▶ _Esercizio proposto A_: Riscrivi, per favore, il passo del testo sulla produzione regionale da "La realtà è, ovviamente, diversa." fino a "mercati più ampi." compreso, mettendo "provincia" al posto di "regione".

Mi sembra evidente che i primi due punti tendano ad annullarsi a vicenda: la nostra produzione è migliore (non solo più buona, addirittura più salutare!) di quella proveniente da altri paesi, ed è giusto tutelarla, ma se lo fanno, per la stessa ragione, anche altri paesi (il lettore cita la Germania, non avendo chiaro che la politica agricola è europea), è chiaro che qualcuno la sta sparando grossa: o noi, o i tedeschi, o più probabilmente tutti e due. Come se un attore in tournée, presentandosi sul palcoscenico di Parma, esordisse dicendo: “siete un pubblico fantastico, il più bel pubblico che abbia mai incontrato, come dicevo proprio ieri a Reggio Emilia…”

La realtà è, ovviamente, diversa. Nessuna regione può vantarsi di avere una produzione migliore, fatta solo di eccellenze. Avrà ottimi prodotti di un tipo, e pessimi prodotti di un altro tipo, e questo grazie alle caratteristiche del terreno e del clima. Se una regione pretende di soddisfare il proprio fabbisogno alimentare esclusivamente con prodotti provenienti dal suo territorio non tutela affatto la salute dei propri cittadini. Tutela soltanto (è più chiaro al punto 2 citato dal nostro lettore) i produttori locali. Anzi, è più corretto dire che “tenta” di tutelarli, ma in realtà sono proprio loro a venire danneggiati nel medio e lungo periodo, in quanto si impone loro di lavorare esclusivamente per un mercato ristretto, mentre potrebbero fare affari migliori puntando sui prodotti “vocati” del proprio territorio e aprendosi a mercati più ampi.

[Voci di annotazione a punti]

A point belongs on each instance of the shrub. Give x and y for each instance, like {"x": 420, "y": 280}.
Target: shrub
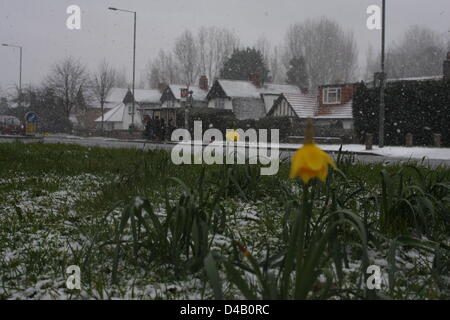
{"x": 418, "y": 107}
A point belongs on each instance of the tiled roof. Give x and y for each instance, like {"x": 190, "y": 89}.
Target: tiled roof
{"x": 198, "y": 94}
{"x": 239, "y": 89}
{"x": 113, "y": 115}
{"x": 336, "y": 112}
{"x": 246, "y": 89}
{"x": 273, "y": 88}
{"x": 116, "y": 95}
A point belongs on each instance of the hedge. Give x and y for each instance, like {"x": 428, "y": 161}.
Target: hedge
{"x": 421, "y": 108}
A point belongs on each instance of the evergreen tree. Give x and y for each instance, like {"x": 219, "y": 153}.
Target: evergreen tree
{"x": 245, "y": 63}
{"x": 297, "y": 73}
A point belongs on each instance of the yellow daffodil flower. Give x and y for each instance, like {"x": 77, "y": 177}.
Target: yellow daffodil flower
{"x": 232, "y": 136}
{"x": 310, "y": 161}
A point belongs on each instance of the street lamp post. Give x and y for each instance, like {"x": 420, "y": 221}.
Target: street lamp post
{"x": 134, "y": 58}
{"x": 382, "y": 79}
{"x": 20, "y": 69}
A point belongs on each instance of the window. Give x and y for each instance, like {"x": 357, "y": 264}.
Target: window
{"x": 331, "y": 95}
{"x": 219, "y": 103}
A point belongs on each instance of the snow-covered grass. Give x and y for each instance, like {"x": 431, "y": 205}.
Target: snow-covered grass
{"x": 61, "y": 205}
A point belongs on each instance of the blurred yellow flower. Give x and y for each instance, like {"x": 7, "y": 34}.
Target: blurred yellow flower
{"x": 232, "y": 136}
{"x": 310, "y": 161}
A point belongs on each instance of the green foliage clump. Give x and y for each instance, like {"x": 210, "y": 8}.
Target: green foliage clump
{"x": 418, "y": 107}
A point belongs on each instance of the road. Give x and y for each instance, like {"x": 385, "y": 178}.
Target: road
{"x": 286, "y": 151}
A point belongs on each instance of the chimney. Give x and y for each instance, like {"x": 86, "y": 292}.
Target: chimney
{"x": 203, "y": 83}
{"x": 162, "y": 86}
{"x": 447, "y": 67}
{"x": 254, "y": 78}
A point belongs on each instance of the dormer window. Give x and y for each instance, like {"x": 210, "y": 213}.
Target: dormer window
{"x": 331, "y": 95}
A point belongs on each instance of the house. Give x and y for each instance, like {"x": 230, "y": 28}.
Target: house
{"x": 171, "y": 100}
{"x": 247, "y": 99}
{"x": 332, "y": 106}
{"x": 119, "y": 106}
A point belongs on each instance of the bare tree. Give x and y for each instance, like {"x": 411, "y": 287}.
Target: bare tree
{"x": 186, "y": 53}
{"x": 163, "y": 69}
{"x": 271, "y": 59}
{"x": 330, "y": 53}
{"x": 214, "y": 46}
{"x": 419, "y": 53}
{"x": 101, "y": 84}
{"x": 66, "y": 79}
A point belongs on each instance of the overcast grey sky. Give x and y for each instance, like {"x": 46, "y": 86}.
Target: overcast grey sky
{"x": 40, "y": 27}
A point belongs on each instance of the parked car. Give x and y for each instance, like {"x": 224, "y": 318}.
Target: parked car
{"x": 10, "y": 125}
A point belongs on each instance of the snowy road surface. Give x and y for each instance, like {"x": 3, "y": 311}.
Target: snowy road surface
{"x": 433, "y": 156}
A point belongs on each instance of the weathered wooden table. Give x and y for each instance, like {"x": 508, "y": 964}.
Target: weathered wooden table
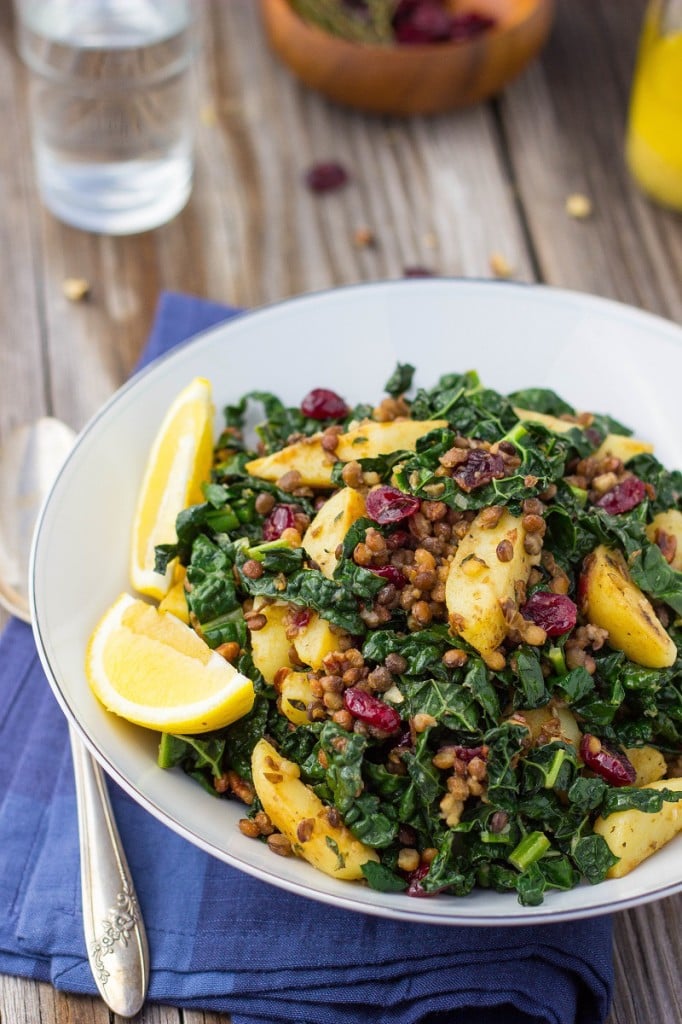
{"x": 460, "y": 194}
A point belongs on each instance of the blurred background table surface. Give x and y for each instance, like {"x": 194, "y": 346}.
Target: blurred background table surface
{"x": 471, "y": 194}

---

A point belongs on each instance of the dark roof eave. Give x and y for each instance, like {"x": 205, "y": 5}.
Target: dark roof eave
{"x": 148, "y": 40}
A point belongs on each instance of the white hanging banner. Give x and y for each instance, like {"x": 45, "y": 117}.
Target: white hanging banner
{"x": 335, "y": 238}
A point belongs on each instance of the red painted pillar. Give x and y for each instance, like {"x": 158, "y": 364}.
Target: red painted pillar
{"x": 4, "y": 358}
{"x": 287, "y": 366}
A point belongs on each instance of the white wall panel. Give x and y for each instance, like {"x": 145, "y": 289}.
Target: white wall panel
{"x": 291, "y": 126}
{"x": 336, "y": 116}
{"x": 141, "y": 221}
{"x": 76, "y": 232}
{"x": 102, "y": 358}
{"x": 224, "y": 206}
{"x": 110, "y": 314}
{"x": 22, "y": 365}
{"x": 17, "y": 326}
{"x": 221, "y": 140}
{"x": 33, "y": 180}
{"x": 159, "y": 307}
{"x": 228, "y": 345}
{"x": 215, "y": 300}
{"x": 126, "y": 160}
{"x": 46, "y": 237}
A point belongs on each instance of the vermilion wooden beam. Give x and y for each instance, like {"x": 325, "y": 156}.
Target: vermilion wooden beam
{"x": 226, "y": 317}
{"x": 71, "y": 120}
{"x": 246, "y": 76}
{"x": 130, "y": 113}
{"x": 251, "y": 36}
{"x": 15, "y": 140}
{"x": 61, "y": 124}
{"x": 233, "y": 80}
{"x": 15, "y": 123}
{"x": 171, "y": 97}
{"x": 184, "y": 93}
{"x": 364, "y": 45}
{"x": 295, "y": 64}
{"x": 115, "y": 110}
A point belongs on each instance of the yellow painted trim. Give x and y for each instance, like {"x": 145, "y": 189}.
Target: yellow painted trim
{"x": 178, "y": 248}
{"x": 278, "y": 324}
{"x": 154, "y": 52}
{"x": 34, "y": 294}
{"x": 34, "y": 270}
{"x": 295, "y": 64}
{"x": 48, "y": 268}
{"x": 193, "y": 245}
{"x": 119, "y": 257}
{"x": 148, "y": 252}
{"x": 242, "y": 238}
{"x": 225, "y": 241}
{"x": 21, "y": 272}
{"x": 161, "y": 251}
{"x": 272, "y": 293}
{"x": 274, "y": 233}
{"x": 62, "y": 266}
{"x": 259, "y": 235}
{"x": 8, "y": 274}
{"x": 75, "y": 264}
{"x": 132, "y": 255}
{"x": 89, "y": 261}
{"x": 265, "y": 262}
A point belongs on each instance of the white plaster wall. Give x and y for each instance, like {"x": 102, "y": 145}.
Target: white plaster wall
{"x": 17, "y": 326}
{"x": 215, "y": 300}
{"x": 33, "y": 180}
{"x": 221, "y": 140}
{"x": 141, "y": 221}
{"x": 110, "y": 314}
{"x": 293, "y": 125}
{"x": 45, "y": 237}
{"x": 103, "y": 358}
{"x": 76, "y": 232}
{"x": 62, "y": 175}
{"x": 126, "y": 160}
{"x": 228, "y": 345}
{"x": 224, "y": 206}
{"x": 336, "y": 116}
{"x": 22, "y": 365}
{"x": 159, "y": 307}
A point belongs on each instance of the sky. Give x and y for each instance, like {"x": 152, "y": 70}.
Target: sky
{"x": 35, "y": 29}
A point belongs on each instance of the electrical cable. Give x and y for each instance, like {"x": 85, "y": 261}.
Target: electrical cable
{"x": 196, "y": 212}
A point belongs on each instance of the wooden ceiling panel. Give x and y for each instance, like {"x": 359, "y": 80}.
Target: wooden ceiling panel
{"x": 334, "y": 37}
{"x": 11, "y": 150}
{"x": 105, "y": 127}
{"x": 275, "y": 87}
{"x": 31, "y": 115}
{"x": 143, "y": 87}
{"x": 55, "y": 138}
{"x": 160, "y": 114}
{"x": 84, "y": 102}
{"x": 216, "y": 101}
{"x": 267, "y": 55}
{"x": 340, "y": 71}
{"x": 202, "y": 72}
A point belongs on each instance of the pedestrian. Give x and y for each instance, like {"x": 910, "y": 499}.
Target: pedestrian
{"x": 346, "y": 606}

▶ _Esercizio proposto B_: Conta le righe delle voci in cui compare la stringa "background" e scrivi solo il numero.

▶ _Risposta completa A_:
La realtà è, ovviamente, diversa. Nessuna provincia può vantarsi di avere una produzione migliore, fatta solo di eccellenze. Avrà ottimi prodotti di un tipo, e pessimi prodotti di un altro tipo, e questo grazie alle caratteristiche del terreno e del clima. Se una provincia pretende di soddisfare il proprio fabbisogno alimentare esclusivamente con prodotti provenienti dal suo territorio non tutela affatto la salute dei propri cittadini. Tutela soltanto (è più chiaro al punto 2 citato dal nostro lettore) i produttori locali. Anzi, è più corretto dire che “tenta” di tutelarli, ma in realtà sono proprio loro a venire danneggiati nel medio e lungo periodo, in quanto si impone loro di lavorare esclusivamente per un mercato ristretto, mentre potrebbero fare affari migliori puntando sui prodotti “vocati” del proprio territorio e aprendosi a mercati più ampi.

▶ _Risposta completa B_: 2